= Anton Sanko =

American film score composer

Anton Sanko is a composer, orchestrator, and music producer born in New York City. He has been writing music for films since 1991.

He scored Ouija for Blumhouse/Universal, Jessabelle for Blumhouse/Lionsgate, and Visions, also for Blumhouse/Universal. He is working on The Naturalist for PBS.

==Life and career==
Sanko's prominent production credits include producing and writing with Suzanne Vega on Solitude Standing and Days of Open Hand, and producing and writing on Jim Carroll’s last album Pools of Mercury. He has also produced Lucy Kaplansky, Anna Domino and Skeleton Key.

Sanko has composed for many TV series and documentaries, notably the score for Big Love, Masters of Horror, and the epic seven-part global programming television event Great Migrations for National Geographic which aired on the National Geographic Channel in November 2010.

Sanko's first film that he composed was the 1991 HBO TV-movie Women & Men 2. More notable film scores that Sanko is responsible for include the 2012 horror film The Possession, 2013's Nurse 3D, and 2014's Ouija.

He resides in Los Angeles.

==Selected filmography==
Composer
- Love Always (1996)
- Before Women Had Wings (TV Movie) (1997)
- Strangeland (1998)

#### [Given entries]

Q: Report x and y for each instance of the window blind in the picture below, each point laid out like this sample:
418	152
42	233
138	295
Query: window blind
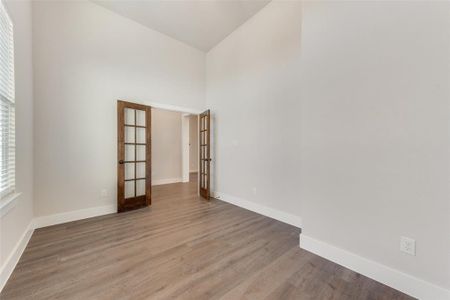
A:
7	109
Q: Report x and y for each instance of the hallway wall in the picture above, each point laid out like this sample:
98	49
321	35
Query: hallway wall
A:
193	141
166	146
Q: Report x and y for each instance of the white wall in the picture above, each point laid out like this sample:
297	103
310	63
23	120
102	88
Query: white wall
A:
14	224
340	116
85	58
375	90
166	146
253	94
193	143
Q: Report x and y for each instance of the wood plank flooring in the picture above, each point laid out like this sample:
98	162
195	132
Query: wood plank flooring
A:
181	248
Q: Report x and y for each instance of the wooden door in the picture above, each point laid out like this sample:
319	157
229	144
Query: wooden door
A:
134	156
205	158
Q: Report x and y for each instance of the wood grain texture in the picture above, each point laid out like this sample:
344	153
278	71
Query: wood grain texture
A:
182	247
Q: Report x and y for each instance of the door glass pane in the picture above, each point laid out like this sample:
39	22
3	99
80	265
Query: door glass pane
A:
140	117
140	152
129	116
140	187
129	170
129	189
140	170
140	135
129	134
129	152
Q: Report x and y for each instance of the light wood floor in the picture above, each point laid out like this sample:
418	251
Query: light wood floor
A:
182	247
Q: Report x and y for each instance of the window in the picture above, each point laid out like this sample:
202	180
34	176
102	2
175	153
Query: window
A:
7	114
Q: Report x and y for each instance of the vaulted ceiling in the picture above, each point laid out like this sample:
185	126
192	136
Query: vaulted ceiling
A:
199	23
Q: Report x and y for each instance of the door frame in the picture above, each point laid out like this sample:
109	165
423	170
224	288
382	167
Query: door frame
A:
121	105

#### [Complete the following]
- A) Answer these questions using the Anton Sanko biography:
(i) What was the first film Sanko composed for?
(ii) In which city does Sanko live?
(iii) In what month and year did Great Migrations air on the National Geographic Channel?
- B) Reproduce the passage of the Anton Sanko biography starting with "Sanko has composed" and going on through "- Strangeland (1998)".
The data was drawn from a separate source and has no connection to the Anton Sanko biography.

#### [Full answers]
- A)
(i) The 1991 HBO TV movie Women & Men 2
(ii) Los Angeles
(iii) November 2010

- B)
Sanko has composed for many TV series and documentaries, notably the score for Big Love, Masters of Horror, and the epic seven-part global programming television event Great Migrations for National Geographic which aired on the National Geographic Channel in November 2010.

Sanko's first film that he composed was the 1991 HBO TV-movie Women & Men 2. More notable film scores that Sanko is responsible for include the 2012 horror film The Possession, 2013's Nurse 3D, and 2014's Ouija.

He resides in Los Angeles.

==Selected filmography==
Composer
- Love Always (1996)
- Before Women Had Wings (TV Movie) (1997)
- Strangeland (1998)